» DIRECTION
Copy everything from the line containing "Keypoint placement for each instance of the fish dorsal" down to the end of the entries, keeping the text lines unchanged and adding 137 to both the x and y value of every point coordinate.

(A run of entries)
★ ★ ★ ★ ★ ★ ★
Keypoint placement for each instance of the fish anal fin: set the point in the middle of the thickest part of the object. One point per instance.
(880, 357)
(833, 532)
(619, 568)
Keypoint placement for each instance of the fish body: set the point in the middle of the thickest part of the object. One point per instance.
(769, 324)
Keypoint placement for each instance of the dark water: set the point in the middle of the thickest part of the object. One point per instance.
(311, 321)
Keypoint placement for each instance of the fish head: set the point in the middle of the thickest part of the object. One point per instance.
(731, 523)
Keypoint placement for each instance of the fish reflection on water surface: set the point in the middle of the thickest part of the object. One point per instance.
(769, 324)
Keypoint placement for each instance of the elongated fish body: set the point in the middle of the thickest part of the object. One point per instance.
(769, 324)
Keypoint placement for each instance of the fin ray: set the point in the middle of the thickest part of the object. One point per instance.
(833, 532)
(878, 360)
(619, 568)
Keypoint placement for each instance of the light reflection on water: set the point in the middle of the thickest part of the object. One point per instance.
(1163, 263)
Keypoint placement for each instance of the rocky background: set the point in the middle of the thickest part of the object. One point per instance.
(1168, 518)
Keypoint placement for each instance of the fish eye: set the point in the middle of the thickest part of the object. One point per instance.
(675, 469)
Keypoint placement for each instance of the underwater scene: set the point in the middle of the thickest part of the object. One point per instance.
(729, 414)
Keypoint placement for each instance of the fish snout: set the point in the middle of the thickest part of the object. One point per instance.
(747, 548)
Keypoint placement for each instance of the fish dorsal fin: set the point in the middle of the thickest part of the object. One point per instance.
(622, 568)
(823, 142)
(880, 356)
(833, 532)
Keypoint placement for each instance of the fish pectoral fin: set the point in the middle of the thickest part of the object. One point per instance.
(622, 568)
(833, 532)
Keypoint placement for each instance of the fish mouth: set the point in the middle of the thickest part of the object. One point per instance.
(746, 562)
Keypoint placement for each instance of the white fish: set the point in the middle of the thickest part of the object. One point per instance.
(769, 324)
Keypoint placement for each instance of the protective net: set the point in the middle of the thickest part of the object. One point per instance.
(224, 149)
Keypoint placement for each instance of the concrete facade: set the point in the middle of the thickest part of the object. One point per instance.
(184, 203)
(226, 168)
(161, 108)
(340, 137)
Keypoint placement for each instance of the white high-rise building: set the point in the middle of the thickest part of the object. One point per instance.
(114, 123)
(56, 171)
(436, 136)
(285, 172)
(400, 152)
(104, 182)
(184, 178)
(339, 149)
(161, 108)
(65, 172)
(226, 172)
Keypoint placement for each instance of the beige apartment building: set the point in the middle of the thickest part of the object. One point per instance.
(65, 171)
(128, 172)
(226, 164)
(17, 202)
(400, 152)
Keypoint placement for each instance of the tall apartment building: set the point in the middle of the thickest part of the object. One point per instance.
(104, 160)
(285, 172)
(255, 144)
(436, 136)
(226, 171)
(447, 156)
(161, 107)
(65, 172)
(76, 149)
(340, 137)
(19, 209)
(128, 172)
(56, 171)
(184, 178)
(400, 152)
★ ★ ★ ★ ★ ★ ★
» WRITTEN REPLY
Keypoint placement for each instance of the fish dorsal fin: set the point in the middle of the thickest part of the object. One point per instance.
(759, 705)
(960, 279)
(1017, 493)
(970, 669)
Keypoint placement for each instance of the fish pectoral fin: set the point in the middle of the thickest part of the object. One point per instance.
(759, 705)
(970, 669)
Keypoint placement for each instance of the fish mouth: set the point in the middle of the thickest part of the object. One point per instance.
(883, 699)
Keypoint placement for each instance of the white fish: set the point in the middle of the thickest part of the object. One point per instance.
(906, 461)
Keypoint placement for each instance of the protective net: set the point in the middle of the thickest part of the object. One point per instance.
(361, 286)
Keypoint placement for each instance of the concrete facade: set the point in the middle of the thickest part of the object. One point per instance.
(321, 340)
(363, 305)
(298, 245)
(477, 274)
Keypoint placement for each instance of the white high-rise building: set the point in the middle of the thickest part of the object. One point per instance.
(251, 260)
(193, 308)
(573, 273)
(422, 309)
(537, 289)
(241, 319)
(321, 315)
(476, 286)
(298, 245)
(202, 309)
(363, 309)
Keypoint placement for each instance of the beige apartment building: set the point in the middle of the thickest part of the object. One point per instance.
(202, 308)
(265, 309)
(363, 301)
(154, 339)
(537, 289)
Keypoint placement for each instance of the tall apartment building: set the point in the middle of the thickest part of the object. One point per instance.
(241, 297)
(422, 309)
(392, 281)
(573, 273)
(363, 308)
(584, 293)
(298, 244)
(202, 309)
(213, 286)
(477, 274)
(156, 346)
(265, 309)
(193, 308)
(321, 315)
(537, 289)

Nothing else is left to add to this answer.